> Instructions to follow:
Will you give the material below again, every line exactly as it is?

[START]

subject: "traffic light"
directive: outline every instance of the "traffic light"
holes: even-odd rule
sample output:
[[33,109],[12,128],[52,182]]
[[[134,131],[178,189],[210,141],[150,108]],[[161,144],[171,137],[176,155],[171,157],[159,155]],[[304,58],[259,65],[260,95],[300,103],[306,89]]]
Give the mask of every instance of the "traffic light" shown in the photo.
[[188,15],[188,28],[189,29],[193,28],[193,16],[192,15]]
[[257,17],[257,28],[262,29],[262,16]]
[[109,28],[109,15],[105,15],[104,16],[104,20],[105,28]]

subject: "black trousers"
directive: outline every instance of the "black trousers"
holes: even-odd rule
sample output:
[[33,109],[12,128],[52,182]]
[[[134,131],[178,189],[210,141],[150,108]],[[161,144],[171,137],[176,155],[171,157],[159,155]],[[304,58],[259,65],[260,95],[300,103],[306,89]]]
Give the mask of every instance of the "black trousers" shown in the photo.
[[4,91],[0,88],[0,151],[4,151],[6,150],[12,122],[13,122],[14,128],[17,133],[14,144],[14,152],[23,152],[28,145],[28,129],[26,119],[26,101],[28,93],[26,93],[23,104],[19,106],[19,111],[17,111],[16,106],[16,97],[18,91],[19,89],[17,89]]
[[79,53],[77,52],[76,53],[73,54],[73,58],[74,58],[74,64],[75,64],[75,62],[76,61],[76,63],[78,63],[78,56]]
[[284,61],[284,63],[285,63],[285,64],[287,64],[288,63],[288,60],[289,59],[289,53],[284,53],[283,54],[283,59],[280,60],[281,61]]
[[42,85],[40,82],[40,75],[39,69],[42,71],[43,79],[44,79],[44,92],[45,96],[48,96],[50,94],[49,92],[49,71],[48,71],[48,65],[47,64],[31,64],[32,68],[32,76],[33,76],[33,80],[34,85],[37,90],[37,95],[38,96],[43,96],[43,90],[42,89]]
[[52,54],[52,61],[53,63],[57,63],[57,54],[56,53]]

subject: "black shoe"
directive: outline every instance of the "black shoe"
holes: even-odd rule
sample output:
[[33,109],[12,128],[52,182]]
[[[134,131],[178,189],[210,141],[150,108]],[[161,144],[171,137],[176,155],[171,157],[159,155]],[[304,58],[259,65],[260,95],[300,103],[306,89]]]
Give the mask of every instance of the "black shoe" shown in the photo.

[END]

> Final result:
subject: "traffic light"
directive: outline every instance of the "traffic light"
holes: even-odd rule
sample output:
[[33,109],[12,128],[52,182]]
[[[134,131],[178,189],[210,141],[150,108]],[[161,144],[171,137],[176,155],[171,157],[159,155]],[[304,58],[259,65],[260,95],[300,103],[306,89]]]
Give the mask of every instance of the "traffic light" shown in the photo.
[[188,15],[188,28],[189,29],[193,28],[193,16],[192,15]]
[[257,17],[257,28],[262,29],[262,16]]
[[109,28],[109,15],[105,15],[104,16],[104,20],[105,28]]

subject: "black trousers"
directive: outline every instance of the "black trousers"
holes: even-odd rule
sample output:
[[33,109],[12,128],[52,182]]
[[[134,131],[178,189],[210,141],[150,108]],[[161,144],[171,137],[176,155],[171,157],[159,155]],[[304,58],[259,65],[260,95],[300,103],[306,89]]]
Give the mask of every instance of the "black trousers" shown in the photo.
[[4,91],[0,88],[0,151],[4,151],[6,150],[12,122],[13,122],[14,128],[17,133],[14,144],[14,152],[23,152],[28,145],[28,129],[26,119],[26,101],[28,93],[26,93],[23,104],[19,106],[19,111],[17,111],[16,106],[16,97],[18,91],[19,89],[17,89]]
[[79,53],[77,52],[76,53],[73,54],[73,58],[74,58],[74,64],[75,64],[75,62],[76,61],[76,63],[78,63],[78,56]]
[[284,61],[284,63],[285,63],[285,64],[287,64],[288,63],[288,60],[289,59],[289,53],[284,53],[283,54],[283,59],[280,60],[281,61]]
[[42,85],[40,82],[40,75],[39,69],[42,71],[43,79],[44,79],[44,92],[45,96],[48,96],[50,94],[49,92],[49,71],[48,71],[48,65],[47,64],[31,64],[32,68],[32,76],[33,76],[33,80],[34,85],[37,90],[37,95],[38,96],[43,96],[43,90],[42,89]]
[[52,54],[52,61],[53,63],[57,63],[57,54],[56,53]]

subject: "black shoe"
directive: outline every instance of the "black shoe"
holes: even-odd rule
sample output:
[[33,109],[12,128],[52,182]]
[[[134,131],[178,189],[210,141],[150,108]],[[161,144],[171,137],[176,155],[171,157],[159,155]],[[304,58],[259,65],[260,95],[300,103],[306,89]]]
Give the mask of every instance of the "black shoe" shown in the photo.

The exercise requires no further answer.